DATASET EXCERPTS:
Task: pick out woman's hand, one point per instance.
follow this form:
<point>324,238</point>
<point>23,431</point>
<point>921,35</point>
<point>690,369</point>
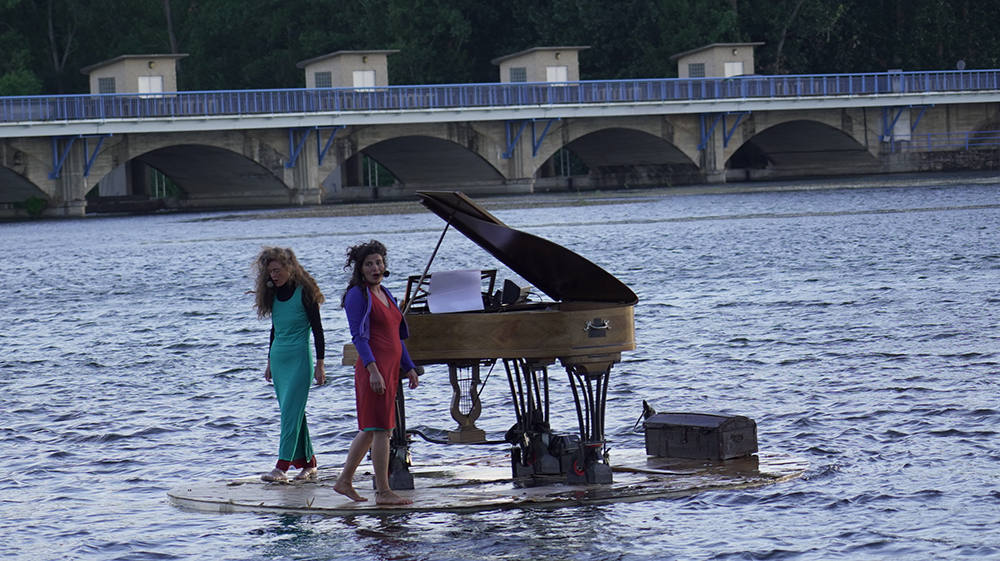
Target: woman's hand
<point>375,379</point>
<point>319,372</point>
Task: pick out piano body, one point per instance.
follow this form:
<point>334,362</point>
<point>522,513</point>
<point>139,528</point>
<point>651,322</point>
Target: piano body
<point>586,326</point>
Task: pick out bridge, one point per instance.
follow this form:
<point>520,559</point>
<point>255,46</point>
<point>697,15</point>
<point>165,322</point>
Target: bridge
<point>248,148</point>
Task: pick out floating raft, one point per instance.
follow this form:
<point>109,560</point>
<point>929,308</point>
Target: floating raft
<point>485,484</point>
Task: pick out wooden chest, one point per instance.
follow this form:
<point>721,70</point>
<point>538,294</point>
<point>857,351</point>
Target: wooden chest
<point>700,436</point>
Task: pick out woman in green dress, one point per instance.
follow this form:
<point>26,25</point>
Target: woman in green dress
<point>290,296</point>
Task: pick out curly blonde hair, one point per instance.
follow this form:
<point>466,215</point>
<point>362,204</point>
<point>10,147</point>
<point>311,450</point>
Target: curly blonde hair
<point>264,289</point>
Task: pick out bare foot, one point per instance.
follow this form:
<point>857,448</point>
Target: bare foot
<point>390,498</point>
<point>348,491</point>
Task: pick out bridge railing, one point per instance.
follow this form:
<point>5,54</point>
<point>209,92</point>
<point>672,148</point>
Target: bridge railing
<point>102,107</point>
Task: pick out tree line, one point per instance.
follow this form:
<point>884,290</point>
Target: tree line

STATED EXERCISE: All of the lines above should be retyped precisely, apart from the pictures.

EXERCISE OUTPUT:
Task: pick out woman's hand, one point per instance.
follow this form:
<point>324,238</point>
<point>23,431</point>
<point>921,35</point>
<point>690,369</point>
Target: woman's hand
<point>375,379</point>
<point>319,372</point>
Task: pick out piano body, one point per instance.
follow this form:
<point>334,362</point>
<point>522,513</point>
<point>139,528</point>
<point>651,322</point>
Target: piano body
<point>586,326</point>
Task: pick out bridge, one point per instance.
follow this form:
<point>520,559</point>
<point>255,46</point>
<point>697,15</point>
<point>165,322</point>
Target: bridge
<point>248,148</point>
Task: pick out floating raft, one point per instance.
follow this form:
<point>109,560</point>
<point>929,308</point>
Target: floating raft
<point>485,484</point>
Task: pick out wooden chest, one point per instance.
follow this form:
<point>721,70</point>
<point>538,294</point>
<point>857,351</point>
Target: wooden chest
<point>700,436</point>
Task: pick out woman in green dress, one point per instance.
follow this form:
<point>26,25</point>
Target: woman in green dress
<point>290,296</point>
Task: pick out curly blonde hair, one point per instance.
follow this form:
<point>466,215</point>
<point>362,204</point>
<point>10,147</point>
<point>311,450</point>
Target: curly blonde hair
<point>264,289</point>
Task: pick out bare foot, one point per instance.
follow this form:
<point>857,448</point>
Target: bare foot
<point>390,498</point>
<point>348,491</point>
Task: pick out bridge railing, one point per instance.
follow this form:
<point>5,54</point>
<point>209,92</point>
<point>672,148</point>
Target: bridge railing
<point>102,107</point>
Task: pick out tree line, one point per instance.
follow this form:
<point>884,290</point>
Target: tree line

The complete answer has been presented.